* _Supplied text_:
┏━━

UK Farage: Johnson is just reheating May’s Brexit agreement

    Brexit Party Nigel Farage criticized that UK Prime Minister Boris Johnson is not opting for no-deal Brexit, but just reheating the old Withdrawal Agreement.

    He said, “of course if Boris Johnson says we’re leaving, we’re going to have a clean break… then we, the Brexit Party, would put country before party and tell Mr Johnson that we want to help you in any way we can.”

    “But I’m afraid that’s not what the prime minister wants to do and that was made very clear by his statement outside Downing Street last night. He is intent on reheating Mrs May’s Withdrawal Agreement.”

    UK PMI construction dropped to 45.0, sector braced for a protracted slowdown

      UK PMI Construction PMI dropped to 45.0 in August, down from 45.3 and missed expectation of 46.7. It’s the fourth consecutive month of sub-50 contractionary reading. Additionally, new orders fell as fastest pace for over 10 years since March 2009. Construction output dropped for the fourth month in a row. And business optimism sank to its lowest level since December 2008.

      Tim Moore, Economics Associate Director at IHS Markit, which compiles the survey:

      “Domestic political uncertainty continued to hold back the UK construction sector in August, with survey respondents indicating that delays to spending decisions had contributed to the sharpest fall new work for over 10 years.

      “Construction companies noted that rising risk aversion and tighter budget setting by clients in response to Brexit uncertainty had held back activity, particularly in the commercial sub-sector. Commercial construction activity fell at a steep and accelerated pace during August, which more than offset the softer rates of decline in house building and civil engineering work.

┗━━

* _Set exercise 1_:
List every person the news text refers to by name.
* _Set exercise 2_:
Write out the passage of the news text starting at "UK PMI Construction PMI" and ending at "since December 2008.".

* _Entries_:
┏━━

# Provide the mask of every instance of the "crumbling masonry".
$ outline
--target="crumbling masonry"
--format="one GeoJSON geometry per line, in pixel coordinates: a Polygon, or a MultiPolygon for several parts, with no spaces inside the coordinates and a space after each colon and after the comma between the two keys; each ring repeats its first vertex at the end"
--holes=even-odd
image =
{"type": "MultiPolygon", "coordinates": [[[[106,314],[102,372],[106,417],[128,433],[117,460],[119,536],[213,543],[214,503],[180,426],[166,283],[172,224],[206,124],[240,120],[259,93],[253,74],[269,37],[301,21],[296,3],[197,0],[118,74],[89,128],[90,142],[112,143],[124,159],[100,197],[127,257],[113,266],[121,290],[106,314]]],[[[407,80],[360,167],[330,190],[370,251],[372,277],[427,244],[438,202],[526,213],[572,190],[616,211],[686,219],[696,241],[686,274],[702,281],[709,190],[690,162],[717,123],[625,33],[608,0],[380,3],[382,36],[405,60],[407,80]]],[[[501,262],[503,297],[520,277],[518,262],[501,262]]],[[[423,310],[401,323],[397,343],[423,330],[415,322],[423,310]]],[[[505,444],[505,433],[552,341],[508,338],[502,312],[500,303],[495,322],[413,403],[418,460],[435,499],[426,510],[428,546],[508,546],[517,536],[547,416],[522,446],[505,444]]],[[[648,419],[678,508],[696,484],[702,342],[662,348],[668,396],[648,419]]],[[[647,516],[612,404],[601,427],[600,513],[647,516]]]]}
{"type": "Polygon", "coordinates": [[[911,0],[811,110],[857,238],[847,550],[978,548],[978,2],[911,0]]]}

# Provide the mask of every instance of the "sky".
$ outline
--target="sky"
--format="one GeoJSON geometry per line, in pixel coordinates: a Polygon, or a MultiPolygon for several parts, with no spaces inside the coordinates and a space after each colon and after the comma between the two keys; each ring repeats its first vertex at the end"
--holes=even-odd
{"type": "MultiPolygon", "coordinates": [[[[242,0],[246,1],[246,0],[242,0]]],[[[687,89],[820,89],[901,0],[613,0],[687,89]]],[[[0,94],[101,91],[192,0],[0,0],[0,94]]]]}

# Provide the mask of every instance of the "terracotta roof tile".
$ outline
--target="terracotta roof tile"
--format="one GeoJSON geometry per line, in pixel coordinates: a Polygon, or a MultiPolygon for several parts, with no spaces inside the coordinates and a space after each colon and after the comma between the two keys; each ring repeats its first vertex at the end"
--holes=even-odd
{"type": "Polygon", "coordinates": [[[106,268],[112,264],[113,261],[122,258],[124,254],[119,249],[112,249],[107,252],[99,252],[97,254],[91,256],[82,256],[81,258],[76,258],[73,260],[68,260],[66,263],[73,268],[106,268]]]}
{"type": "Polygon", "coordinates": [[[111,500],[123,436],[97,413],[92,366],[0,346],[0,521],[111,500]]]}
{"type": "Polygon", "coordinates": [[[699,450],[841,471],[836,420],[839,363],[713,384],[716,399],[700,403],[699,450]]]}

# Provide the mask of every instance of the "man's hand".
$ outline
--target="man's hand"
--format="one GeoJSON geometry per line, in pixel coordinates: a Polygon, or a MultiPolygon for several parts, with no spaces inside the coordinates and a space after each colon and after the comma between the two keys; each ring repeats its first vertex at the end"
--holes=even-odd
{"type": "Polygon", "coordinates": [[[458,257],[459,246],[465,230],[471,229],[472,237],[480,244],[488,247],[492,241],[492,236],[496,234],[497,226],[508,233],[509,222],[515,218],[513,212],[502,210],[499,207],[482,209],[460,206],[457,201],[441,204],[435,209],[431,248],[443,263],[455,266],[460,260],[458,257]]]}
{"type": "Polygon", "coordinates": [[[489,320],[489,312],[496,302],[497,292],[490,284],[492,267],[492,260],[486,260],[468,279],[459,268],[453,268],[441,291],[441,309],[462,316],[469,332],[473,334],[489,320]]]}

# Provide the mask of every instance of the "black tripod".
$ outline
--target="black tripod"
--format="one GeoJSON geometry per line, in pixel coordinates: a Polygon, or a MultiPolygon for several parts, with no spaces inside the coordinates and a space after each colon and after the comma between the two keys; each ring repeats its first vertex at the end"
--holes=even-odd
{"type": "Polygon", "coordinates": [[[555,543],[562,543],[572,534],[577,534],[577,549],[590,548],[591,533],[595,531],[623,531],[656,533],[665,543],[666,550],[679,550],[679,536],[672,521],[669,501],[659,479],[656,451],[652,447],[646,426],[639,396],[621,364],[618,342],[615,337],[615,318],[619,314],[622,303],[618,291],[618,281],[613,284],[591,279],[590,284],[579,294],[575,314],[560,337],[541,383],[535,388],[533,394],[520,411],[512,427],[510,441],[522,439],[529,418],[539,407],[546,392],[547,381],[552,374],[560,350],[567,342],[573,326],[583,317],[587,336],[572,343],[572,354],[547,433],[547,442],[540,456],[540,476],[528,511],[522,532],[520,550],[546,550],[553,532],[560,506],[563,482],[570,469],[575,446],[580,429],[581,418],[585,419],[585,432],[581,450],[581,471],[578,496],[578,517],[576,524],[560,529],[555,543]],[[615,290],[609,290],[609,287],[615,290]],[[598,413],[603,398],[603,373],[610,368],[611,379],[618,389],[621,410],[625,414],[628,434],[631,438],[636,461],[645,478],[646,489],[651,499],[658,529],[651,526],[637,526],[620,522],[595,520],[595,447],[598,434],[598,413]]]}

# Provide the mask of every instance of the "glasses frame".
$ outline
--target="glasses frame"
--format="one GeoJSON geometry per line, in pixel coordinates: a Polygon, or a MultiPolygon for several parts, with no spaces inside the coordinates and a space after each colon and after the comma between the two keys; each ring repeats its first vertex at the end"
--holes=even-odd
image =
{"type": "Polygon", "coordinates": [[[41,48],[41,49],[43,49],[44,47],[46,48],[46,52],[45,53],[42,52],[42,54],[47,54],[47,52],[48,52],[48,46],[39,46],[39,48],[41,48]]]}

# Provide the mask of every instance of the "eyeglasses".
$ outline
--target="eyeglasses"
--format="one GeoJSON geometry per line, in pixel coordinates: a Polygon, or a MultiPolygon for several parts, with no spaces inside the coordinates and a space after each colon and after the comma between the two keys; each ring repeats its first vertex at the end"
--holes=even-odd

┗━━

* _Task result 1_:
Nigel Farage, Boris Johnson, Mrs May, Tim Moore

* _Task result 2_:
UK PMI Construction PMI dropped to 45.0 in August, down from 45.3 and missed expectation of 46.7. It’s the fourth consecutive month of sub-50 contractionary reading. Additionally, new orders fell as fastest pace for over 10 years since March 2009. Construction output dropped for the fourth month in a row. And business optimism sank to its lowest level since December 2008.